▸ **PASSAGE**:
Leaf Greener is a fashion stylist, fashion reporter, creative consultant and founder of LEAF WeChat magazine. Leaf was born in Beijing and currently lives in Shanghai.

== Career ==
Leaf was hired to work as Senior Fashion Editor for Condé Nast China's Self Magazine. In 2008, she was appointed to take on the role of Senior Fashion Editor for China‘s highly regarded and most widely read fashion publication Elle magazine. She then moved on to work as a guest editor for Vogue China magazine. In 2015, she founded LEAF WeChat magazine, which is a self-published mobile magazine. She calls it "the small and artistic" — and it is published exclusively on mobile phones, through the popular app WeChat. She often helps bring Chinese designers to a broader audience, whether on Facebook and Instagram or on Chinese social media platforms Weibo and WeChat. In 2020, she collaborated with Puerto Rican artist, Edwin Antonio on his book titled “Runway Dreams”.

== Digital fashion star ==
Leaf is one of China's leading arbiters of style and one of the early digital fashion stars. She is often featured in popular fashion blogs like Garance Doré and Tommy Ton and has also been featured in international publications such as New York magazine, Vogue Japan, ELLE US, Vogue Australia, New York Times and the Daily Telegraph. She collaborates with brands such as Lane Crawford, H&M, MO&Co. Paris, Yoox to produce fashion videos and advertising campaigns. Leaf received The LYCRA awards "Mover of Style" award in 2014.

== Education ==
Leaf studied art in Beijing at the Central Academy of Fine Arts and received her BA in fashion design from Raffles Design Institute.

▸ **TASKS FOR THIS EXERCISE**:
- A) Transcribe the stretch of the Leaf Greener profile from "Leaf Greener is" through "lives in Shanghai.".
- B) Answer these questions using the Leaf Greener profile:
(i) In which city was Leaf born?
(ii) What award did Leaf receive in 2014?
(iii) From which institution did Leaf receive a BA in fashion design?
- C) Condense the paragraph of the Leaf Greener profile that opens "Leaf is one of China's leading arbiters of style" into a bulleted list that keeps its main facts.
Use only the Leaf Greener profile as your source.

▸ **EXCERPTED DATA**:
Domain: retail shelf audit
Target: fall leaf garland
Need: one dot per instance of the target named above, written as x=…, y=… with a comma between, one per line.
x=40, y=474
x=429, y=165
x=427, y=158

▸ **SOLUTIONS TO THE EXERCISE**:
- A)
Leaf Greener is a fashion stylist, fashion reporter, creative consultant and founder of LEAF WeChat magazine. Leaf was born in Beijing and currently lives in Shanghai.

- B)
(i) Beijing
(ii) The LYCRA awards "Mover of Style" award
(iii) Raffles Design Institute

- C)
- One of China's leading arbiters of style and an early digital fashion star
- Often featured on the fashion blogs Garance Doré and Tommy Ton
- Featured in New York magazine, Vogue Japan, ELLE US, Vogue Australia, New York Times and the Daily Telegraph
- Produces fashion videos and advertising campaigns with Lane Crawford, H&M, MO&Co. Paris and Yoox
- Received The LYCRA awards "Mover of Style" award in 2014